Given records:
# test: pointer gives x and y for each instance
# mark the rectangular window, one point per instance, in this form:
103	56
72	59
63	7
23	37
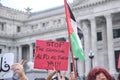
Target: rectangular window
117	54
116	33
18	28
99	36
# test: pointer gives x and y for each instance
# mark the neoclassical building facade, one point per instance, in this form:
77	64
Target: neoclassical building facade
98	19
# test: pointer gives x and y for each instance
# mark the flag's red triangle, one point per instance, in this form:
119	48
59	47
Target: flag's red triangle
119	61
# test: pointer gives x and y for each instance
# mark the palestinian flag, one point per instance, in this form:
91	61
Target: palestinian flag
75	34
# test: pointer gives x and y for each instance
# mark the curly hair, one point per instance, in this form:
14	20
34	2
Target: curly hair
95	71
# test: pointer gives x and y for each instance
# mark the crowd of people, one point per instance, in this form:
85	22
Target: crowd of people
96	73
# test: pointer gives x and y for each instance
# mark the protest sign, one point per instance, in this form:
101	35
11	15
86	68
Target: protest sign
51	55
6	60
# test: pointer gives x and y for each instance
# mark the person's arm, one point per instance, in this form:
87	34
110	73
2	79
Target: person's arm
18	69
50	75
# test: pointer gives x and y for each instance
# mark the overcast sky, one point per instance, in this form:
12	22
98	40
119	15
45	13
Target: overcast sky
36	5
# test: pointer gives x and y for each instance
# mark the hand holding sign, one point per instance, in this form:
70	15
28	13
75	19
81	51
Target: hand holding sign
19	70
6	60
49	54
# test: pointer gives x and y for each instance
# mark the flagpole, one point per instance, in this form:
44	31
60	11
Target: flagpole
74	68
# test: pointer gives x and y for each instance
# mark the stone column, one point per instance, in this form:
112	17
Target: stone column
19	52
30	63
110	43
30	52
93	40
86	33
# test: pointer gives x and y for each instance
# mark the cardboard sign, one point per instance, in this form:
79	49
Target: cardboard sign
6	60
51	55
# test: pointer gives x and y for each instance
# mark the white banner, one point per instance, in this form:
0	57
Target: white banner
6	61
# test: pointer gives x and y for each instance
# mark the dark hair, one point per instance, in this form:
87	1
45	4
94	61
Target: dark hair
95	71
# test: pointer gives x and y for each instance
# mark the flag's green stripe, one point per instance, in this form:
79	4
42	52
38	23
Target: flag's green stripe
76	49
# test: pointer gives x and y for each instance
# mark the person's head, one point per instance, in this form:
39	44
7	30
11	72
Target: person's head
99	74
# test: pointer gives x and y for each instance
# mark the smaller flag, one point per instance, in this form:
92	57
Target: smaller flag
75	34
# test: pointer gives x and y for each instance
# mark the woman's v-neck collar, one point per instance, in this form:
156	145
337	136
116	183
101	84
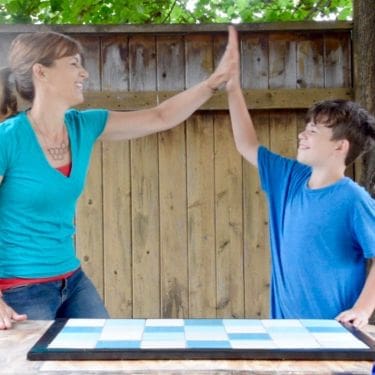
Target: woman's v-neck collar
42	153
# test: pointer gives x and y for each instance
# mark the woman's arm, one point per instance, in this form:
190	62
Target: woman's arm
243	129
173	111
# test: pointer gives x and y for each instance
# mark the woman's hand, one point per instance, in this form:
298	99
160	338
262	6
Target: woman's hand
228	67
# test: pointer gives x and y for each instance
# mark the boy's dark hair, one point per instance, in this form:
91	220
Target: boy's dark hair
348	120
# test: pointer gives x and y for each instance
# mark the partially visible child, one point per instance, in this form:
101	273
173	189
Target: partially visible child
322	224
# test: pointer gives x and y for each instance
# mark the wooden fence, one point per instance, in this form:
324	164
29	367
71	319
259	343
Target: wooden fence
175	224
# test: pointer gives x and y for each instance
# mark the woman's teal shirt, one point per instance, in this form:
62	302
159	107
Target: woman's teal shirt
37	202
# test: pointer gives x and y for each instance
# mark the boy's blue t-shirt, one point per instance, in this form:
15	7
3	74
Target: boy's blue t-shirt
37	202
320	239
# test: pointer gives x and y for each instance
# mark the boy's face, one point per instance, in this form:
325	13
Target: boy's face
316	147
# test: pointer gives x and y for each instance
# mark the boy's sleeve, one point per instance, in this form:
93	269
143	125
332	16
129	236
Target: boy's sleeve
273	169
363	224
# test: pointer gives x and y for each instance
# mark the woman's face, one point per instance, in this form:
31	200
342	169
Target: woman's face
64	80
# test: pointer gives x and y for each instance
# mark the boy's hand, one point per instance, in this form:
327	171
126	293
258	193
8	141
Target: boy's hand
228	64
358	318
8	316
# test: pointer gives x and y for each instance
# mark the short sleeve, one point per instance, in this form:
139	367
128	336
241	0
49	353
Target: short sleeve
363	224
4	150
92	121
275	170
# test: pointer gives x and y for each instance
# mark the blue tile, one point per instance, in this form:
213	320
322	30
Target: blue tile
197	344
118	344
249	336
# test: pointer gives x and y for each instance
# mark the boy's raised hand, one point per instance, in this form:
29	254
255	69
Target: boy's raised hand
228	64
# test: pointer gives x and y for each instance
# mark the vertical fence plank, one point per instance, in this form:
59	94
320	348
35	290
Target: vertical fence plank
283	73
116	191
145	191
255	75
89	219
310	61
338	69
228	212
200	187
337	60
172	188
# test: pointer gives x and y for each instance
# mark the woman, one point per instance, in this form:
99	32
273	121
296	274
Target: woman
44	157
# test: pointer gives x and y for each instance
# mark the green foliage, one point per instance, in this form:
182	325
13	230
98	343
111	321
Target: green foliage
170	11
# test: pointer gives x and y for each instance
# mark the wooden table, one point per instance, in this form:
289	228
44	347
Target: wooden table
15	343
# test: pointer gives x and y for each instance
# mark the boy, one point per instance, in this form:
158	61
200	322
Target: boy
322	224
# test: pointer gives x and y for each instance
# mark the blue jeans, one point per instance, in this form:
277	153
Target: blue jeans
73	297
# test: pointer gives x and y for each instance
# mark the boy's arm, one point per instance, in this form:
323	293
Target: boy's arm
362	310
243	129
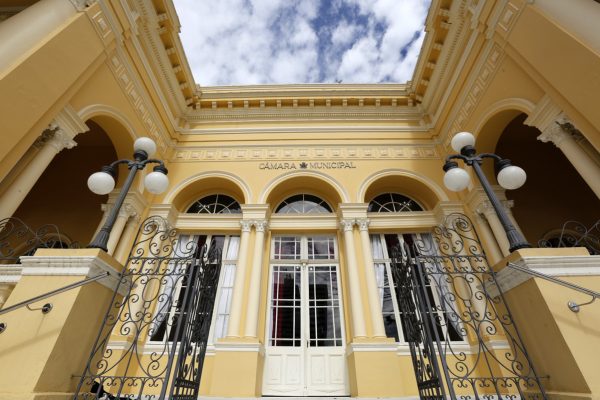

Task brief: The job here is to retype the data exactly, with no pictures included.

Answer section:
# test: pointer gives x and y for each instance
# mark the rectangular window, one point per instance, in this form:
103	56
72	59
63	7
23	37
Target: rectangular window
117	54
116	33
18	28
99	36
# test: pointer gives x and y for each instance
# mark the neoclassical building facade, one point per instance, in this form:
77	64
Target: neoclassical building facade
98	19
# test: pointer gives x and y for each instance
# mark the flag's red triangle, one point per instance, in this form:
119	48
59	47
Target: flag's red triangle
119	61
# test: pointer gives x and y for each instance
# mark the palestinian flag, one point per instance, in this form:
91	61
Target: palestinian flag
75	34
# test: pointer gives x and y for each instance
# mark the curly hair, one point per instance, in this form:
14	20
34	2
Target: curly hair
95	71
# test: pointer gives x and y for each instance
# mark the crowd of people, one point per instance, in this form:
85	22
Target: crowd of people
96	73
# test: pointer gives x and y for each instance
# mark the protest sign, one point per instance, in this form:
101	35
11	15
86	68
Target: protest sign
51	55
6	60
# test: pointer gives x and y for each instance
# mark the person's arm, one point per instance, in this form:
87	34
110	73
2	79
Target: person's arm
18	69
50	75
# test: pointer gives x and y for each instance
# mark the overcast sky, one point per instance, in this form:
12	22
98	40
119	15
45	13
Target: overcast sky
36	5
# test: pointer gives x and y for each instance
# mark the hand holding sign, one point per instance, in this form:
70	15
28	13
75	19
81	51
Target: hand holding sign
19	70
6	60
49	54
# test: pointer gives x and y for each instance
# mark the flagpole, one point per instance, in this form:
44	31
60	11
Target: flagpole
74	68
# test: pointer gives x and y for each instance
# mark the stone column, one point per instance, in this form:
112	17
Target: stone column
19	52
30	63
110	43
30	52
93	40
86	33
# test: pointer gives x and y for each instance
# mark the cardboard sign, one point per instance, in this form:
79	49
Target: cardboard sign
6	60
51	55
# test: pointer gives x and y for each instance
# mark the white banner, one point per instance, in this form:
0	57
Target: white banner
6	61
# test: pointer gives x and y for each instance
# mark the dark hair, one point per instance, in this form:
87	1
45	4
94	61
Target: dark hair
95	71
# test: pointer gives x and y for each instance
# mark the flag's green stripe, one point per instance, in this form:
79	4
42	52
38	23
Target: flag's green stripe
76	49
# test: pointer gives x and y for each instance
# mark the person's head, one point per instance, in this form:
39	44
7	30
11	72
Target: person's head
99	74
# test: pointer gives x and y for each instance
# mark the smaller flag, one point per instance, in this form:
92	57
Target: smaller flag
75	34
# test: pointer gives x and y for each instance
# mark the woman's v-neck collar, one point per instance, in this form:
156	145
337	136
116	183
101	84
Target: woman's v-neck collar
42	153
# test: pointer gives x and y for each instance
# mark the woman's arm, one point per instance, in this form:
190	62
Target: woman's arm
243	129
173	111
# test: pointer gives x and y for each instance
# mark the woman's hand, one point per instance, in this form:
298	99
160	338
262	6
Target: woman's hand
228	67
# test: pointer gives x and y for each instance
# mark the boy's dark hair, one point per instance, in this form:
91	220
Target: boy's dark hair
348	120
# test: pointer gives x and y for each instance
# mark the partially visible child, one point per instance, in this form:
101	273
173	189
Target: partially visible child
322	224
# test: pointer gives x and y for each instance
# mark the wooden fence, one point per instance, in this form:
324	164
29	367
71	319
259	343
Target: wooden fence
175	224
# test: pointer gives x and y for each instance
# mark the woman's teal shirt, one point per instance, in this form:
62	302
159	107
Target: woman's teal shirt
37	202
# test: pointer gives x and y for each instance
# mark the boy's blue t-shirt, one point per instance, in this form:
15	7
3	74
Target: boy's blue t-shirt
37	202
320	239
# test: pointer gives x and y for each instance
# mark the boy's face, one point per instance, in this form:
325	13
Target: boy's face
316	147
# test: pointer gives x and y for each instance
# mark the boy's sleeve, one point per instance, in this form:
93	269
143	125
332	16
129	236
Target: boy's sleeve
273	169
363	224
# test: pointer gives x and y for each instance
# mark the woman's face, one point per instance, in this form:
31	200
342	169
Target: woman's face
64	80
# test: pointer gives x and y for each instance
# mark the boy's hand, one point per instance, in this form:
327	171
126	293
258	193
8	141
Target: boy's hand
228	64
358	318
8	316
# test: pointer gives x and y for each instance
# mark the short sleeve, one point per instance, in this form:
139	367
128	336
241	0
49	353
Target: short sleeve
363	224
4	150
92	121
275	170
# test: pointer gives x and y for each instance
# mark the blue tile, one point per instance, in this form:
213	320
322	30
Target: blue tile
197	344
118	344
249	336
# test: pointer gives x and y for each instance
# mark the boy's raised hand, one point per instance, in this form:
29	254
255	69
Target: boy's raised hand
228	64
# test: pointer gives x and y for each instance
# mark the vertical fence plank, one point per instance, in this form:
59	94
320	348
35	290
Target: vertical fence plank
283	73
116	191
145	191
255	75
89	219
310	61
338	69
228	212
200	187
337	60
172	188
# test: pointer gives x and y for each instance
# mark the woman, one point per instance, in this form:
99	32
273	121
296	274
Target: woman
44	157
# test: pointer gives x and y for each instance
# mark the green foliage, one point per instance, in this form:
182	325
13	230
98	343
111	321
Target: green foliage
170	11
# test: pointer gives x and y for each instance
# mark the wooden table, one point per instance, in this form:
289	228
44	347
Target: wooden table
15	343
# test: pointer gives x and y for each instance
# mark the boy, one point per instance, in this form:
158	61
200	322
Target: boy
322	224
# test: pointer gives x and y for each instance
# mark the blue jeans, one point per instance, in this form:
277	153
Target: blue jeans
73	297
# test: pointer gives x and y for each instance
# mark the boy's arm, one point per instance, in this form:
323	293
Target: boy's arm
362	310
243	129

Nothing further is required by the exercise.